07 Apr 2016
We (rOpenSci) just held our 3rd annual rOpenSci unconference (http://unconf16.ropensci.org/) in San Francisco. There were a lot of ideas, and lots of awesome projects from awesome people came out of the 2 day event.
One weird idea I had comes from looking at the Node world, where there are lots of tiny packages, instead of the often larger packages we have in the R world. One reason for tiny in Node is that of course you want a library to be tiny if running in the browser for faster load times (esp. on mobile).
So the idea is, what if we could separate all the functions in a package, or any particular function of your choice, into new packages, with all the internal functions and dependencies. And automatically as well, not manually.
So what are the use cases? I can’t imagine this being used to create stable packages to disperse to the world on CRAN, but it could be really useful for development purposes, or for R users/analysts that want lighter weight dependencies (e.g., a package with just the one function needed from a larger package).
━━━━
AIM 1:
List each line in the rows below that contains the word "tree".

[Extracted data entries]
━━━━
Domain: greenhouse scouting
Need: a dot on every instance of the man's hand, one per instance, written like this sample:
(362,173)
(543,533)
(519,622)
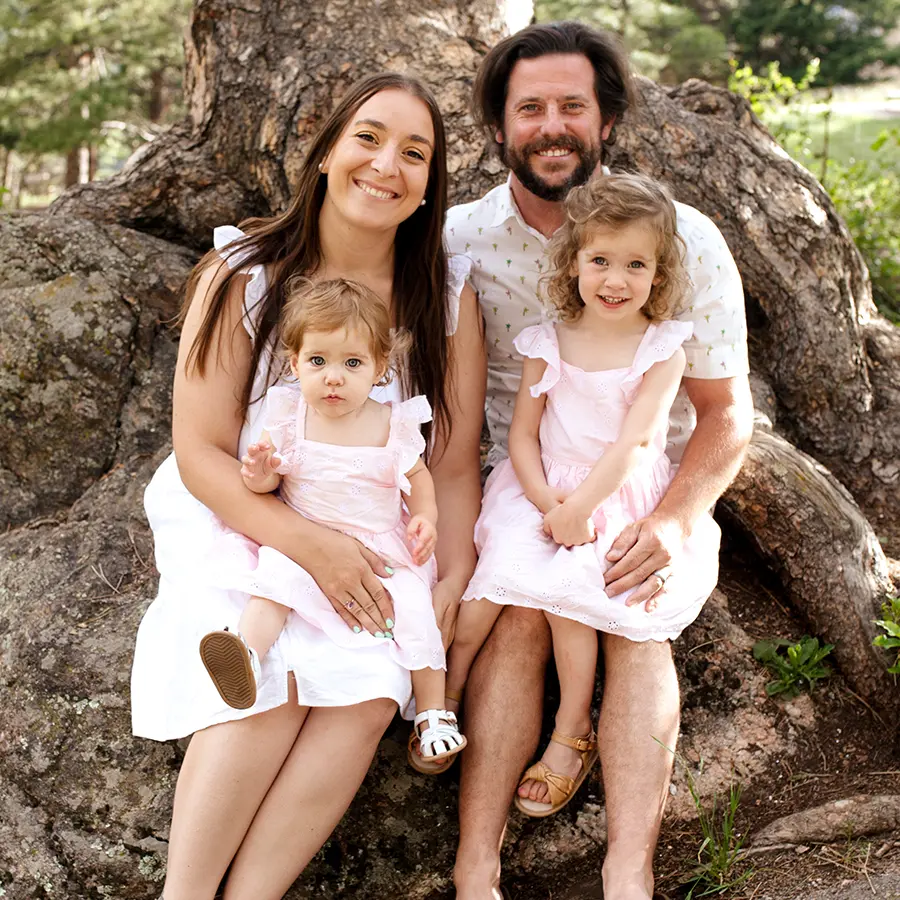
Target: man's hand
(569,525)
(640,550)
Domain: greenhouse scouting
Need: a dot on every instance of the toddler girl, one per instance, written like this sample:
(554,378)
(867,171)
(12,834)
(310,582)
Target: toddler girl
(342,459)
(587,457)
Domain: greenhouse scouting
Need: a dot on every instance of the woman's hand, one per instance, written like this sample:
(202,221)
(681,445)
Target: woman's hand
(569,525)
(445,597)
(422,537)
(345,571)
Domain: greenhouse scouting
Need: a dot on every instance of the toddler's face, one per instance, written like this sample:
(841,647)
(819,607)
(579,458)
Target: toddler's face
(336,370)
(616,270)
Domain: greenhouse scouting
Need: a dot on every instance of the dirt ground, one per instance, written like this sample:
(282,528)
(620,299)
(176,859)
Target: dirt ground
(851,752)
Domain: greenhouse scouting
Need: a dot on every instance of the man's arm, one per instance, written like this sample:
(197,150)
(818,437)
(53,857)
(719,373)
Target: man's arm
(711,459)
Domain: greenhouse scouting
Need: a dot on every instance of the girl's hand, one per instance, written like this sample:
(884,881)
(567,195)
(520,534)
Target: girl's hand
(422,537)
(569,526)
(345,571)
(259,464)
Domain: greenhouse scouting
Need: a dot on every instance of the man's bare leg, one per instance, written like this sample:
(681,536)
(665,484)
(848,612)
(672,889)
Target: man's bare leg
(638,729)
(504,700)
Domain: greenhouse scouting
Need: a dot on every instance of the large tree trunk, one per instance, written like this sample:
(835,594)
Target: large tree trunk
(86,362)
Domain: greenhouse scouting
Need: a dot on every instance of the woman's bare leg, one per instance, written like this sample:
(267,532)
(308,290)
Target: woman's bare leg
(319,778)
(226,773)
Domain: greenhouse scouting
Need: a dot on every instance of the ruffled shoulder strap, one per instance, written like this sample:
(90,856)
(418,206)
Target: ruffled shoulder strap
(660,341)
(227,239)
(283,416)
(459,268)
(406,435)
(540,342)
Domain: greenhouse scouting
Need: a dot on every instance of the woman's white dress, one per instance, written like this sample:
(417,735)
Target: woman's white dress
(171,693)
━━━━
AIM 2:
Reproduce word for word the part of the post on tiny R packages above that opens with "One weird idea" and closes with "(esp. on mobile).".

EXERCISE OUTPUT 1:
Need: a dot on every instance of the large tree trunk, one per instance, written like this sample:
Target: large tree trunk

EXERCISE OUTPUT 2:
One weird idea I had comes from looking at the Node world, where there are lots of tiny packages, instead of the often larger packages we have in the R world. One reason for tiny in Node is that of course you want a library to be tiny if running in the browser for faster load times (esp. on mobile).